DIRECTIONS FOR THIS TASK » Find every line in the items below that contains the string "suit", matching case exactly, and copy each of those lines.

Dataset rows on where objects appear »
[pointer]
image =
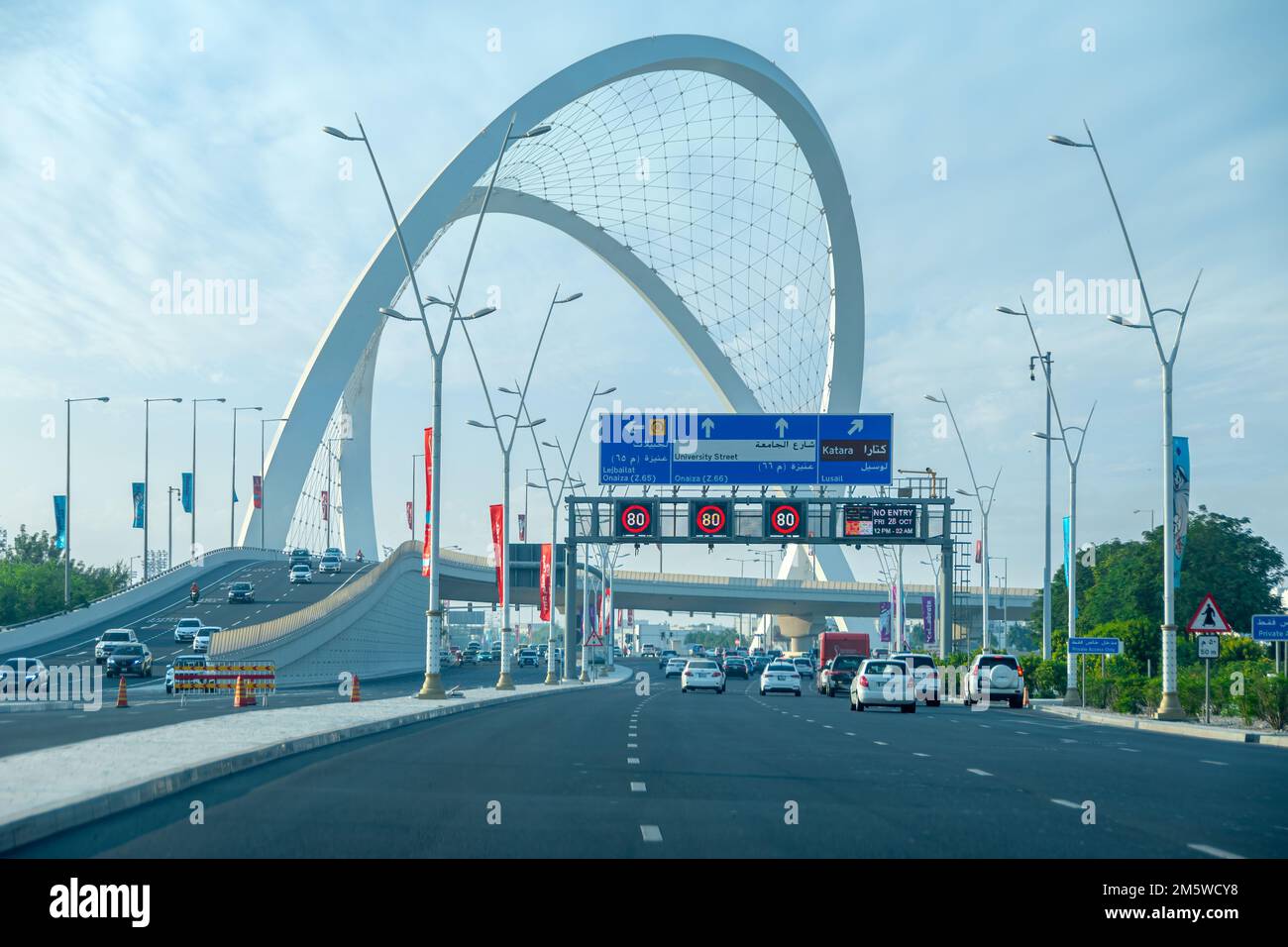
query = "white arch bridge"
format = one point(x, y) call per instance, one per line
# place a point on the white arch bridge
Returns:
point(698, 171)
...
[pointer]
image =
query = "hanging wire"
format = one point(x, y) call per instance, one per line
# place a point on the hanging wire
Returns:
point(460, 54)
--
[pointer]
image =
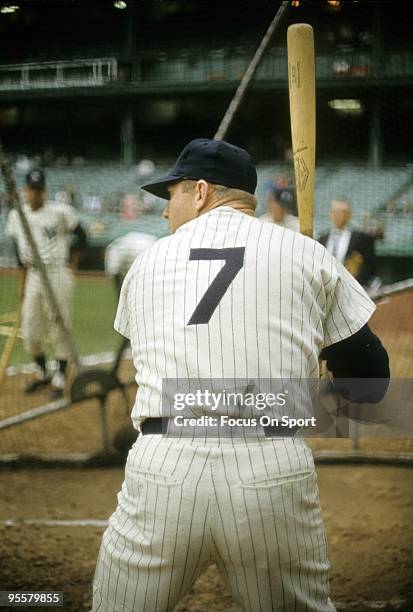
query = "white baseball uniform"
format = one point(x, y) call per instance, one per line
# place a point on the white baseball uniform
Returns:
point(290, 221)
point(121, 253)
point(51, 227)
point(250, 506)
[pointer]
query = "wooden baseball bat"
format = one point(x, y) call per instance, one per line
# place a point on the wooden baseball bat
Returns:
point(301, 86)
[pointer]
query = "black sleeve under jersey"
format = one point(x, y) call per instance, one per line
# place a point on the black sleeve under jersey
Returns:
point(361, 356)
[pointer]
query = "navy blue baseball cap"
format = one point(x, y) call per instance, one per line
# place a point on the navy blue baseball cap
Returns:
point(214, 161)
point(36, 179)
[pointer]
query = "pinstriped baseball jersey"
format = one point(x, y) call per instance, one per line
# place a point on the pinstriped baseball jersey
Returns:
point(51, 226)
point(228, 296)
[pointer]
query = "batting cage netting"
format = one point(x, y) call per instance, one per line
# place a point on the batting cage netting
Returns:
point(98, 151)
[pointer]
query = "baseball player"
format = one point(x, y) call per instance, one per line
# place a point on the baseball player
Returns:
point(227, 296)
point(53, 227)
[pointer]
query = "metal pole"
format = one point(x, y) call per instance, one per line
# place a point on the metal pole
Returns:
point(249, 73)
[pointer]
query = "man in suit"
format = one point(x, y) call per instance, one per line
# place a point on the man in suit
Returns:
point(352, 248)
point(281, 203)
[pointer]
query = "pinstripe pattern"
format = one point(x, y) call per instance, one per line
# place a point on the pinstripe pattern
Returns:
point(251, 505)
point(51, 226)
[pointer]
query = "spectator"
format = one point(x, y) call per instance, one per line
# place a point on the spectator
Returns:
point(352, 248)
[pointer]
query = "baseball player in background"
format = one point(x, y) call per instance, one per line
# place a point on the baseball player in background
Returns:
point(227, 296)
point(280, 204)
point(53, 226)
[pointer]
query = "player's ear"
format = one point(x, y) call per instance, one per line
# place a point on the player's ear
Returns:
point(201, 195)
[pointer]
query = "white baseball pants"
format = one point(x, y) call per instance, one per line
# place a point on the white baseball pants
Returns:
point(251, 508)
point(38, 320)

RIGHT ANSWER »
query = "man in suit"
# place a point on the man in suit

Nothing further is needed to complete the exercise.